**Source records**
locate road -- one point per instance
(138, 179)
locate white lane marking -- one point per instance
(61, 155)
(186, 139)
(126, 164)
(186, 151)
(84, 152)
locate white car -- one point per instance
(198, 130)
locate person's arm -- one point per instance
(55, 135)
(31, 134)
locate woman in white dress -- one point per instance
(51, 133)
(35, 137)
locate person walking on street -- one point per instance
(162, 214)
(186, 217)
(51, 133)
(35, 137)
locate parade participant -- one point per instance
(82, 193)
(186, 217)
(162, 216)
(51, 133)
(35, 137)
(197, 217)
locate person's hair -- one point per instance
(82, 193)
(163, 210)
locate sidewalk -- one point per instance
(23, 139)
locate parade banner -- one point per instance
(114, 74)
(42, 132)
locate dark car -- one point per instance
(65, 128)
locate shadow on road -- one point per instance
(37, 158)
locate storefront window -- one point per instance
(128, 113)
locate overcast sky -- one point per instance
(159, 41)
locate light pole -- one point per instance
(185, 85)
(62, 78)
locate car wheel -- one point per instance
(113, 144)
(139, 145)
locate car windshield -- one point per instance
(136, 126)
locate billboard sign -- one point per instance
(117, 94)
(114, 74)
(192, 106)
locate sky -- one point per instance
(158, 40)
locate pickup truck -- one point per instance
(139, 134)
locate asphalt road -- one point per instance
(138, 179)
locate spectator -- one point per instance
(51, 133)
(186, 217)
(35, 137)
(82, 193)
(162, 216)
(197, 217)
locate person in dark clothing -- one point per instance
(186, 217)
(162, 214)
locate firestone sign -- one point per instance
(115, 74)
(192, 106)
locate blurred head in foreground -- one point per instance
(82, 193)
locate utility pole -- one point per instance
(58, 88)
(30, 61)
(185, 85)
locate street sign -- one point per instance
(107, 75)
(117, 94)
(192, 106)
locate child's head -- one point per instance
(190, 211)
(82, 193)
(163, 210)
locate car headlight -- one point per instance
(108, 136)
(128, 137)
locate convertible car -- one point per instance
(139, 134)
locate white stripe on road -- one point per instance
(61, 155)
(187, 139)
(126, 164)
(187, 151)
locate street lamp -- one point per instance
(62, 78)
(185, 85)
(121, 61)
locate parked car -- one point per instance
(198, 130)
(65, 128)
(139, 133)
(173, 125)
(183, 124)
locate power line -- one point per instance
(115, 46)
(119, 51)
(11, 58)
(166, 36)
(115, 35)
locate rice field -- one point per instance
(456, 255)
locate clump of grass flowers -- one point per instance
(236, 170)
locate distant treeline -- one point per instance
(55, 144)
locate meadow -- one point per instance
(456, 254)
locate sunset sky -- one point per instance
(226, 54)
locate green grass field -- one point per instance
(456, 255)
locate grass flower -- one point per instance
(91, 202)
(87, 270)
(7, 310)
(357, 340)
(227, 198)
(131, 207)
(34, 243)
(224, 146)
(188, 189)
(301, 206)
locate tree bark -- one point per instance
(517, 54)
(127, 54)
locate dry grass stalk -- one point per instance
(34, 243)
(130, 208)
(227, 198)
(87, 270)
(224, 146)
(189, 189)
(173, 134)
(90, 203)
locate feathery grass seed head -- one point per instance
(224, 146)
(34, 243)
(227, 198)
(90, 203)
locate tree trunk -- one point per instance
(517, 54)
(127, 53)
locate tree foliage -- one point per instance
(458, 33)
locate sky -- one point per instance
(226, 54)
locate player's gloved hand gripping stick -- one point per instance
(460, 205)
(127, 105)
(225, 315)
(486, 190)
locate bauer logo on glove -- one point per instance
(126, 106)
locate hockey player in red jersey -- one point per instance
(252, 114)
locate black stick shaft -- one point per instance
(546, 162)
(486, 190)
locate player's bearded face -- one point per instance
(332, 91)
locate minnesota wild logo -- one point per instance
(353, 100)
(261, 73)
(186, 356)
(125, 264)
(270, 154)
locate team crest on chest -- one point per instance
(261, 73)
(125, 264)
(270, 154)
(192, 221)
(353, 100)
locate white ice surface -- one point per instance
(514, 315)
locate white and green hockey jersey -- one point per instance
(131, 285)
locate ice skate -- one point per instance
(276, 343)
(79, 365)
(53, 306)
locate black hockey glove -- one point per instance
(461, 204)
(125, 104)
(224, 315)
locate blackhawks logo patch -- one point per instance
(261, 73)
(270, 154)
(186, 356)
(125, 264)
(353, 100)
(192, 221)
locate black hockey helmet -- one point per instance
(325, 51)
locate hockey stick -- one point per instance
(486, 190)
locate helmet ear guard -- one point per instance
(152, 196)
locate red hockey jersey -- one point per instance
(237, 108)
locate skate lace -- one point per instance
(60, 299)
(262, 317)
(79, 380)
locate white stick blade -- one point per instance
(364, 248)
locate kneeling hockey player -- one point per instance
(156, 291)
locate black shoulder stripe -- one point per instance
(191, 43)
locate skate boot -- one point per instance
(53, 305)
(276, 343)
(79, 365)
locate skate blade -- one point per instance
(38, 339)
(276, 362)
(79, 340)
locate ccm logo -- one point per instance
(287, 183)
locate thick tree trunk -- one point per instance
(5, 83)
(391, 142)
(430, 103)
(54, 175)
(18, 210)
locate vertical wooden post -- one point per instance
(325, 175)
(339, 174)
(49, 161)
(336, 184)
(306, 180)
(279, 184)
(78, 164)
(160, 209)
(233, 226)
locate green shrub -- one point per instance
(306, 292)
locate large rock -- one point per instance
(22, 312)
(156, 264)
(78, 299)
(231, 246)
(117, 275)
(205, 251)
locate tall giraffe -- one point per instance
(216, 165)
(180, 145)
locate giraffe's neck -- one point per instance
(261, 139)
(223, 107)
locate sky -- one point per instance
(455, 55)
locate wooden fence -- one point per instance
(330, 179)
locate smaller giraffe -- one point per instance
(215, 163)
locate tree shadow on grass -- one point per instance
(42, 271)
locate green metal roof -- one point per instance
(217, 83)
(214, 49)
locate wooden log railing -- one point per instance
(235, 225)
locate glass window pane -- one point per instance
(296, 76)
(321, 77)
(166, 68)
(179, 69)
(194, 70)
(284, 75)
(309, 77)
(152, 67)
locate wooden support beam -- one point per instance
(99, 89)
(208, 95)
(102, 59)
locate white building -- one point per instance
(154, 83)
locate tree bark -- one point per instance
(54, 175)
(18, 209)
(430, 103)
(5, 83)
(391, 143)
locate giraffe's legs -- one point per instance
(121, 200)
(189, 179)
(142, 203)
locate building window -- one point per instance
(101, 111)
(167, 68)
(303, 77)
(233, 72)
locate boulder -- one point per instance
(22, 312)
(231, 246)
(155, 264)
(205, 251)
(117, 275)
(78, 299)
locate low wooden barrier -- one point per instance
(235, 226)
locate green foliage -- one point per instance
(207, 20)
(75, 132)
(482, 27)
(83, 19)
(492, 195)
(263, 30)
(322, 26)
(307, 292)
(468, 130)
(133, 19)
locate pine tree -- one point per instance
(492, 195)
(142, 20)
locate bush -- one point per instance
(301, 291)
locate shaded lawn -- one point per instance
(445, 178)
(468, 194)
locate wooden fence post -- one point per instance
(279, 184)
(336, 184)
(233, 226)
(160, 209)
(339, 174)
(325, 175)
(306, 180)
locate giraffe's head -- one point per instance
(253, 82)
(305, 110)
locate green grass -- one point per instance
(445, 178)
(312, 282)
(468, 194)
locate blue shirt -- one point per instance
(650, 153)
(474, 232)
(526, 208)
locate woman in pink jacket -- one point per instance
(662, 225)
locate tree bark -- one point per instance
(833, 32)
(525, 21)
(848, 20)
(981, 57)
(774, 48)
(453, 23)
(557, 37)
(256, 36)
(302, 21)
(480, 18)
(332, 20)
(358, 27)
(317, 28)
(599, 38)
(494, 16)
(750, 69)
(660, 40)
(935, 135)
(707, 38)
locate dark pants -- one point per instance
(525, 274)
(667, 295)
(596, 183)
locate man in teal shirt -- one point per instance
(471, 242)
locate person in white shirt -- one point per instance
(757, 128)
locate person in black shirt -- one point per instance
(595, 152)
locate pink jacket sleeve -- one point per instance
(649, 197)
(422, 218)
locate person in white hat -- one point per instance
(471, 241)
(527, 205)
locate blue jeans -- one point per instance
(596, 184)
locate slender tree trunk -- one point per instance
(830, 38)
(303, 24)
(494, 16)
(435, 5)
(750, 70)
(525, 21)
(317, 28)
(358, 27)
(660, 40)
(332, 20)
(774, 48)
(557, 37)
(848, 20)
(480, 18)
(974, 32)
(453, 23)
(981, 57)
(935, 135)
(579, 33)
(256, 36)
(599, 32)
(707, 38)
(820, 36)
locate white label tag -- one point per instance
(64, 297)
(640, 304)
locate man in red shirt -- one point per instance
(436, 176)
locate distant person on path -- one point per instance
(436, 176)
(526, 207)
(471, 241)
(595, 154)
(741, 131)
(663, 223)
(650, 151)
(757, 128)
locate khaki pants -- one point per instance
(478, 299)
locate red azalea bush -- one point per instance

**Exercise**
Start printing at the line with "locate distant person" and stop after the final line of the listing above, keeping every line exact.

**Task solution**
locate distant person on path -- one point per instance
(436, 176)
(526, 207)
(471, 241)
(595, 154)
(741, 131)
(663, 223)
(650, 151)
(757, 128)
locate khaki pants -- one point per instance
(478, 299)
locate red azalea bush -- one point per instance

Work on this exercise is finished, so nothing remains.